REQUIRED WORK:
A. Answer these questions from the WISC workshop call below, one per line:
(i) How often do the major global conferences take place?
(ii) In which cities have past workshops been held?
(iii) When are the workshops envisaged to take place?
B. Decide whether each statement agrees with the WISC workshop call below. Answer yes or no and quote the words that settle it.
(i) The workshops must follow a fixed size.
(ii) Only WISC member associations may apply to host a workshop.
(iii) WISC has reserved money to co-sponsor activities.

TEXT SHOWN:
The aim of “WISC Exploratory Workshops” is to complement WISC’s activities beyond the major global conferences taking place every three years. For this purpose WISC has set aside funding in order to co-sponsor activities by WISC member associations or other initiatives in the field of International Studies, especially in the Global South. Past workshops have taken place in Cancún, Delhi, Taipei, Goa and Johannesburg.

This “Call” invites WISC member associations, IR departments or other institutions or initiatives in the field of International Studies to submit applications for hosting workshops. The format for the envisaged “Exploratory Workshops” is flexible as far as size and thematic focus is concerned. Ideally the workshops should take place in the Global South and provide an opportunity for participants, especially from the Global South, to meet in order to explore themes of common interest in international studies. Participants can, for instance, meet to explore one overarching theme or they can gather in smaller groups in parallel on separate projects ranging from exploring initial ideas for collaborative research projects based on memos or “thinking pieces” by participants to the presentation of full-fledged papers on more advanced collaborative projects. The envisaged time for these workshops to take place is the second half of 2018 or 2019.

INFORMATION GIVEN:
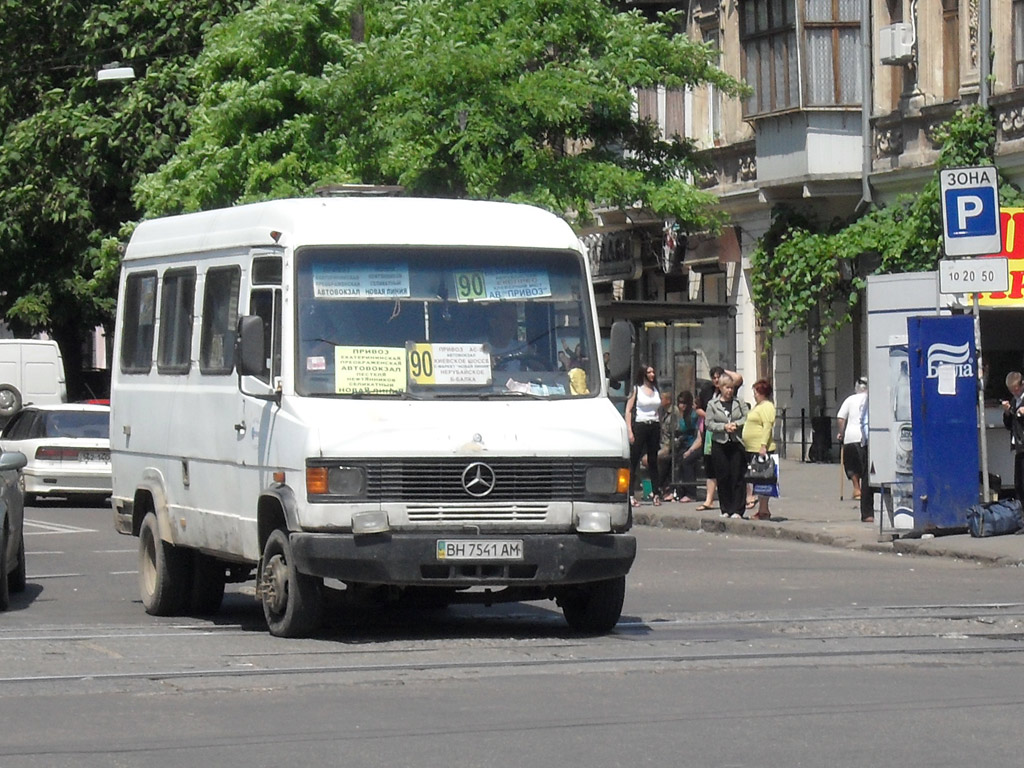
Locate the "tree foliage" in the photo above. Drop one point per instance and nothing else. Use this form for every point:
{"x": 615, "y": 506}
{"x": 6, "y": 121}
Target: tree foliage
{"x": 518, "y": 99}
{"x": 73, "y": 147}
{"x": 795, "y": 268}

RESPONSES TO THE TASKS:
A.
(i) Every three years.
(ii) Cancún, Delhi, Taipei, Goa and Johannesburg.
(iii) In the second half of 2018 or 2019.

B.
(i) No: "The format for the envisaged “Exploratory Workshops” is flexible as far as size and thematic focus is concerned."
(ii) No: "This “Call” invites WISC member associations, IR departments or other institutions or initiatives in the field of International Studies to submit applications for hosting workshops."
(iii) Yes: "WISC has set aside funding in order to co-sponsor activities"